### Source passage
──────

# JuliaHEP 2023 Workshop -  HPC Tutorial

**When:** November 7, 2023

**Where:** Erlangen Centre for Astroparticle Physics (ECAP)

<div style="color: red"><b>TODO: What's the plan for the next hour</b></div>

## Julia on HPC Clusters (interactively)

* **JupyterHub** (if available): https://jh.pc2.uni-paderborn.de/
* **VS Code** → Remote SSH Extension
  * login node (easy)
  * compute node (tricky, sometimes impossible): [PC2 docs](https://upb-pc2.atlassian.net/wiki/spaces/PC2DOK/pages/1902225/Access+for+Applications+like+Visual+Studio+Code#Compute-nodes)
* Traditional terminal approach (SSH + e.g. vim + REPL)

## Computational Kernel: AXPY

"*A time X plus Y*"

$$ \vec{y} = a \cdot \vec{x} + \vec{y} $$

Depending on the data type / precision:

* **S**AXPY (S = single precision, i.e. `Float32`)
* **D**AXPY (D = double precision, i.e. `Float64`)

In [1]:
function axpy_serial!(y, a, x)
    #
    # TODO: Implement the (serial) AXPY kernel.
    #
    for i in eachindex(x,y)
        @inbounds y[i] = a * x[i] + y[i]
    end
    return nothing
end

axpy_serial! (generic function with 1 method)

Let's benchmark the performance.

In [2]:
using BenchmarkTools

const N = 2^30

a = 3.141
x = rand(N)
y = rand(N)

@btime axpy_serial!($y, $a, $x) samples=5 evals=3;

  678.868 ms (0 allocations: 0 bytes)


#### Questions
* How many **bytes** are transferred per iteration?
* How many **flops** (floating point operations) are performed per iteration?

**Bonus question:** How many **bytes** would be transferred in a non-inplace variant, i.e. `z[i] = a * x[i] + y[i]`?

──────

### Data provided

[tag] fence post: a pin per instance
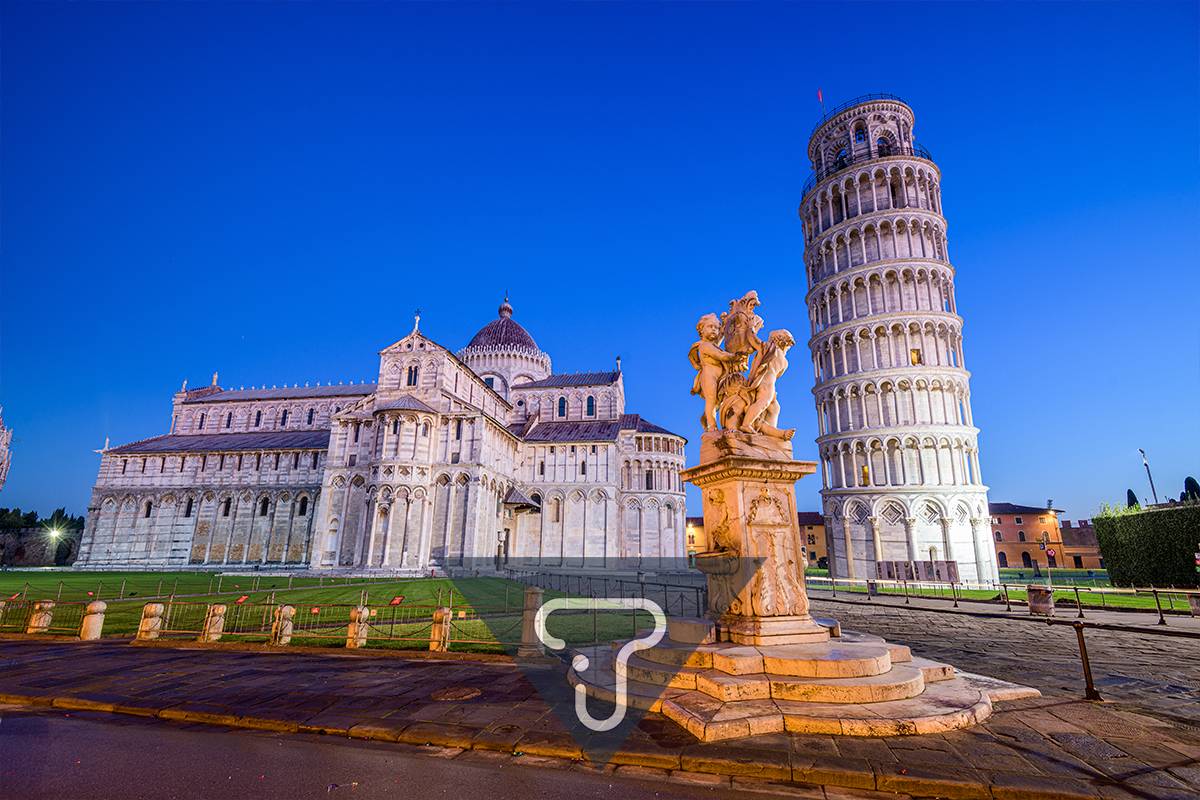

──────

### Directions
(a) Translate this sentence from the Julia HPC tutorial into German: "Let's benchmark the performance."
(b) Pick up the Julia HPC tutorial on the AXPY kernel after its bonus question and continue writing it.
None of the material is needed here.

### Expected answers
(a) Messen wir die Leistung.

(b)
<div style="color: red"><b>TODO: Hardware imbalance FLOPS vs MEM</b></div>

In [3]:
function generate_input_data(; N, dtype, kwargs...)
    a = dtype(3.141)
    x = rand(dtype, N)
    y = rand(dtype, N)
    return a,x,y
end

function measure_perf(f::F; N=2^30, dtype=Float64, verbose=true, kwargs...) where {F}  
    # input data
    a,x,y = generate_input_data(; N, dtype, kwargs...)

    # time measurement
    t = @belapsed $f($y, $a, $x) evals = 2 samples = 10
    
    # compute memory bandwidth and flops
    bytes = 3 * sizeof(dtype) * N # TODO: num bytes transferred in AXPY kernel (all iterations)
    flops = 2 * N # TODO: num flops performed in AXPY kernel (all iterations)
    mem_rate = bytes * 1e-9 / t # TODO: memory bandwidth in GB/s
    flop_rate = flops * 1e-9 / t # TODO: flops in GFLOP/s
    
    if verbose
        println("Dtype: $dtype")
        println("\tMemory Bandwidth (GB/s): ", round(mem_rate; digits=2))
        println("\tCompute (GFLOP/s): ", round(flop_rate; digits=2))
    end
    return mem_rate, flop_rate
end

measure_perf (generic function with 1 method)

In [4]:
measure_perf(axpy_serial!);

Dtype: Float64
	Memory Bandwidth (GB/s): 39.26
	Compute (GFLOP/s): 3.27


## Node-Level Parallelisation (Multithreading)

**SIMD:** `axpy_serial!` is already *parallel* at instruction level

In [5]:
@code_native debuginfo=:none axpy_serial!(y,a,x)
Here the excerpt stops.